§ How to complete this task
All of the data needs to be reproduced with no alterations.

Collection entries
--------------------------------------------------
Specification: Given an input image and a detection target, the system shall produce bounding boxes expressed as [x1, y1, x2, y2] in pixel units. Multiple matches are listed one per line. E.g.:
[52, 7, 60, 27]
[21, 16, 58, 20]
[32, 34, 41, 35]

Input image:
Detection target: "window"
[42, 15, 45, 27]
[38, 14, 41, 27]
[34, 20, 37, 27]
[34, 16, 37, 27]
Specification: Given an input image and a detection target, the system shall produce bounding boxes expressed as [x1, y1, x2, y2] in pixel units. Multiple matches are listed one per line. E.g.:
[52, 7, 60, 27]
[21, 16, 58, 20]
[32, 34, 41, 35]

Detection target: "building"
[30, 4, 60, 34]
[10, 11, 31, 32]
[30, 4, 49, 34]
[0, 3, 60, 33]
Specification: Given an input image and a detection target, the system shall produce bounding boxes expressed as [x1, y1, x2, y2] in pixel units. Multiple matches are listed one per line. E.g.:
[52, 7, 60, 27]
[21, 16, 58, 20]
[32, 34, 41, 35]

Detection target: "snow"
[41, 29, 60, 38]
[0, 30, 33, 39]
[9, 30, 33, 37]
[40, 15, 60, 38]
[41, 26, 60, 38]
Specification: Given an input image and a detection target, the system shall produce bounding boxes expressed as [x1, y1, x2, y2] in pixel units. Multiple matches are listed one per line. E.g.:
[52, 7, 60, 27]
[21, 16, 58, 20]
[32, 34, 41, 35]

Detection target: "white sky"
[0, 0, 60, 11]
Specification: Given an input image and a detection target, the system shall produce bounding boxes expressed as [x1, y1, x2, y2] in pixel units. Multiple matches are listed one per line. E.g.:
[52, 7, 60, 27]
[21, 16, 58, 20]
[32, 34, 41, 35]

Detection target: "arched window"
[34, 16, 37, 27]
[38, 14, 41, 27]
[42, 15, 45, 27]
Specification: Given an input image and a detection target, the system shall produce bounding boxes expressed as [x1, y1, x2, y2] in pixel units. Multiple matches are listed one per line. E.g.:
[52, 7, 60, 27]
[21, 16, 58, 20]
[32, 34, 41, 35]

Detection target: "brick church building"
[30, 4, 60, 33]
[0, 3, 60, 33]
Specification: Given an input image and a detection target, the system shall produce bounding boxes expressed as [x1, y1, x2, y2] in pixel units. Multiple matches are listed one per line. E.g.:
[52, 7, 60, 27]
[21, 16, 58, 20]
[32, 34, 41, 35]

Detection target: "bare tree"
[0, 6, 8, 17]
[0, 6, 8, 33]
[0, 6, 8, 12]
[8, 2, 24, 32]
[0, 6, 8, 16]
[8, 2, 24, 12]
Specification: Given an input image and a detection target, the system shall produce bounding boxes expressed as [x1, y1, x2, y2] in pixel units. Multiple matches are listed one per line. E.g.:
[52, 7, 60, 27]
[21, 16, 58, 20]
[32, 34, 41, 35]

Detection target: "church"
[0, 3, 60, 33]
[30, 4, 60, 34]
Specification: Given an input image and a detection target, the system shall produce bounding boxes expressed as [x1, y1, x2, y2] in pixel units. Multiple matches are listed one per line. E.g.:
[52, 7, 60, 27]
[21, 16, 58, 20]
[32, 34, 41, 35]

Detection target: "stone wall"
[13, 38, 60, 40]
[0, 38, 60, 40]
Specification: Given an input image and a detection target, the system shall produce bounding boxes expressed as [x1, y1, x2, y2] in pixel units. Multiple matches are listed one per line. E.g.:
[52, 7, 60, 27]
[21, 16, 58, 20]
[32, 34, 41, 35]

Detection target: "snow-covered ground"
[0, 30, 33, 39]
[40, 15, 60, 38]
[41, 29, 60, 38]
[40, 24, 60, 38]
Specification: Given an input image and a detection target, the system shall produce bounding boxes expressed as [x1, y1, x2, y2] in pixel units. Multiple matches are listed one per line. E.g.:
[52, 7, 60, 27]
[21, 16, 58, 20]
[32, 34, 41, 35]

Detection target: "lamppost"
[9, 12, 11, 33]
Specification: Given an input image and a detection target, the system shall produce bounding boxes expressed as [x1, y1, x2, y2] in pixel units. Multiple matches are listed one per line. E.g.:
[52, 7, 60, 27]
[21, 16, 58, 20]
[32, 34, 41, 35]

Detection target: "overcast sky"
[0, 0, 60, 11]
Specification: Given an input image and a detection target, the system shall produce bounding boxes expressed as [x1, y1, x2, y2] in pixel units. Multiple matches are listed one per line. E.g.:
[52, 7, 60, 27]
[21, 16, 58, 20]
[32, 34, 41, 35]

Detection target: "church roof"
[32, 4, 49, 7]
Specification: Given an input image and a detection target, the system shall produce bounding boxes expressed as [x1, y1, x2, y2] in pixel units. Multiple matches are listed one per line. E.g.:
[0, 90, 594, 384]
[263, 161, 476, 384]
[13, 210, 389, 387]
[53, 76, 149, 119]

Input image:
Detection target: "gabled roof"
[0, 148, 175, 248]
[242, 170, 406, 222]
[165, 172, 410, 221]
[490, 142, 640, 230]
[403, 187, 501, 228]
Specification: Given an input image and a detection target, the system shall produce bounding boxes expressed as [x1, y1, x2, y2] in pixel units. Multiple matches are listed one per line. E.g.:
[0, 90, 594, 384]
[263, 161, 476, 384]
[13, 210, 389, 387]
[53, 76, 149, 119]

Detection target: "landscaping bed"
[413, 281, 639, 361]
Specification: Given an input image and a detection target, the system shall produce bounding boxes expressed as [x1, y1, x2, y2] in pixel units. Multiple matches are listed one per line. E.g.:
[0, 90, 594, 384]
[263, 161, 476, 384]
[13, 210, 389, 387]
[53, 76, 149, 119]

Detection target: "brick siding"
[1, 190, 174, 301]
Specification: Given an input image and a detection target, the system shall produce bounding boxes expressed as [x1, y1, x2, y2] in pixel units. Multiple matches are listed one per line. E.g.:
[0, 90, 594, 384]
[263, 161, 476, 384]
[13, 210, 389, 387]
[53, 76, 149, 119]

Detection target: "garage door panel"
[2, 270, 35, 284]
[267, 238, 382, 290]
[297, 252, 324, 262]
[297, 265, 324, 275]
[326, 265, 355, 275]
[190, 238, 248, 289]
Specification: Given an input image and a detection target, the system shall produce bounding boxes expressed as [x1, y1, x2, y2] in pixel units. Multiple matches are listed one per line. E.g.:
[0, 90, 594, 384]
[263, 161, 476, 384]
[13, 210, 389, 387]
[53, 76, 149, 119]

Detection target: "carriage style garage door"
--------------------------------------------------
§ Answer to this task
Specification: Given an input image and a detection target, the system shall produce bounding boxes expressed as [x1, y1, x2, y2] in pixel units. Multiple matches are listed one per line. E.g.:
[52, 7, 60, 27]
[21, 16, 58, 20]
[32, 34, 41, 35]

Input image:
Detection target: "window"
[42, 15, 45, 27]
[38, 14, 41, 27]
[34, 20, 37, 27]
[34, 16, 37, 27]
Specification: Given an input image and a detection target, the system shall produce bounding boxes expressed as [x1, y1, x2, y2] in pixel units. Multiple matches are listed one per line. E.g.:
[52, 7, 60, 27]
[21, 16, 58, 20]
[32, 34, 41, 35]

Detection target: "building"
[30, 4, 60, 34]
[10, 11, 31, 32]
[30, 4, 49, 34]
[0, 3, 60, 33]
Specification: Given an input image and a detection target, the system shall produce bounding boxes expressed as [x1, y1, x2, y2] in pixel units. Multiple matches are listed one per line. E.g.:
[52, 7, 60, 27]
[21, 16, 58, 20]
[32, 34, 41, 35]

Detection target: "snow"
[41, 29, 60, 38]
[0, 30, 33, 39]
[9, 30, 33, 37]
[40, 15, 60, 38]
[41, 26, 60, 38]
Specification: Given an input image and a detection target, the system shall produce bounding boxes expressed as [x1, y1, x2, y2] in pixel units. Multiple matches are listed one per line. E.g.:
[52, 7, 60, 27]
[21, 16, 58, 20]
[32, 34, 41, 35]

Detection target: "white sky"
[0, 0, 60, 11]
Specification: Given an input image and a detection target, the system shall produce bounding boxes expressed as [x1, y1, x2, y2] in pixel units. Multiple matches are listed one per line. E.g.:
[52, 7, 60, 27]
[21, 16, 58, 20]
[32, 34, 41, 35]

Detection target: "arched window"
[34, 16, 37, 27]
[38, 14, 41, 27]
[42, 15, 45, 27]
Specification: Given an input image and a detection target, the system shall produce bounding boxes expressed as [x1, y1, x2, y2] in pixel units. Multiple matches are listed one per line. E.g.:
[52, 7, 60, 27]
[21, 16, 58, 20]
[32, 34, 41, 35]

Detection target: "brick church building"
[30, 4, 60, 33]
[0, 3, 60, 33]
Specification: Given an input image and a detection target, the system shall produce bounding boxes expressed as [x1, y1, x2, y2] in pixel units. Multiple matches are listed one per line. E.g.:
[52, 7, 60, 27]
[21, 16, 58, 20]
[32, 34, 41, 35]

Detection target: "bare tree"
[0, 6, 8, 17]
[0, 6, 8, 33]
[0, 6, 8, 12]
[8, 2, 24, 32]
[0, 6, 8, 16]
[8, 2, 24, 12]
Specification: Given an input image and a detection target, the system shall produce bounding boxes expressed as [x1, y1, x2, y2] in pixel units. Multiple matches are listed one per line. E.g.:
[52, 7, 60, 27]
[21, 16, 58, 20]
[32, 34, 41, 35]

Detection target: "church"
[0, 3, 60, 33]
[30, 4, 60, 34]
Specification: Given an input image and a detection target, the system shall produce bounding boxes expressed as [x1, y1, x2, y2] in pixel units. Multiple matches are listed one per line. E.g.:
[52, 7, 60, 27]
[21, 16, 58, 20]
[32, 34, 41, 35]

Detection target: "stone wall"
[13, 38, 60, 40]
[0, 38, 60, 40]
Specification: Given an input image and a detection target, the system shall produce bounding boxes expressed as [x1, y1, x2, y2] in pixel units. Multiple matches are listed one per line. E.g.:
[52, 7, 60, 27]
[21, 16, 58, 20]
[32, 34, 41, 35]

Detection target: "snow-covered ground"
[0, 30, 33, 39]
[40, 15, 60, 38]
[41, 29, 60, 38]
[40, 24, 60, 38]
Specification: Given an input image and a detection target, the system shall produce bounding boxes expressed as [x1, y1, x2, y2] in pixel units. Multiple matches are listed one per line. E.g.:
[52, 7, 60, 27]
[21, 16, 58, 20]
[32, 34, 41, 35]

Detection target: "lamppost"
[9, 12, 11, 33]
Specification: Given an input image and a detection target, the system shall produce bounding boxes expressed as [x1, y1, x2, y2] in pixel units. Multiple matches are listed one per line. E.g.:
[52, 7, 60, 27]
[21, 16, 58, 20]
[32, 34, 41, 35]

Detection target: "overcast sky"
[0, 0, 60, 11]
Specification: Given an input image and a detection target, the system shall produce bounding boxes expressed as [x1, y1, x2, y2] in pixel units. Multiple matches are listed one per line. E.g.:
[52, 7, 60, 27]
[21, 16, 58, 20]
[32, 34, 41, 35]

Detection target: "church roof"
[32, 4, 49, 7]
Specification: Given an input image and a detection target, the system shall produce bounding boxes expressed as [x1, y1, x2, y2] in pixel units. Multiple matches are listed one per line. E.g.:
[0, 90, 594, 384]
[263, 161, 476, 384]
[13, 210, 389, 387]
[53, 76, 149, 119]

Input image:
Detection target: "gabled roof"
[0, 148, 175, 248]
[242, 170, 406, 222]
[165, 172, 410, 221]
[490, 142, 640, 230]
[403, 187, 501, 228]
Specification: Given an input image and a detection target, the system shall produce bounding boxes expressed as [x1, y1, x2, y2] in pixel units. Multiple matches are listed one per line. E.g.:
[0, 90, 594, 384]
[263, 161, 476, 384]
[13, 210, 389, 387]
[53, 76, 149, 119]

Detection target: "landscaping bed"
[413, 281, 639, 361]
Specification: Given an input image and a detection target, the system shall produce bounding boxes expressed as [x1, y1, x2, y2] in pixel units. Multiple matches are listed one per line. E.g.:
[0, 90, 594, 384]
[263, 161, 476, 384]
[13, 210, 389, 387]
[53, 76, 149, 119]

Detection target: "brick siding"
[1, 190, 174, 301]
Specification: Given an input image and a detection target, the system shall produce bounding boxes expressed as [x1, y1, x2, y2] in pixel units. Multiple matches are listed one per line. E.g.:
[0, 90, 594, 384]
[263, 161, 476, 384]
[13, 210, 389, 387]
[53, 76, 149, 119]

Detection target: "garage door panel"
[2, 270, 35, 284]
[267, 238, 382, 290]
[297, 252, 324, 262]
[297, 265, 324, 275]
[326, 265, 355, 275]
[190, 238, 248, 289]
Specification: Given an input image and a detection target, the system shall produce bounding boxes expressed as [x1, y1, x2, y2] in pixel units. Multiple matches are listed one per line. E.g.:
[0, 90, 594, 384]
[263, 161, 476, 384]
[13, 210, 389, 387]
[53, 76, 149, 119]

Detection target: "carriage style garage door"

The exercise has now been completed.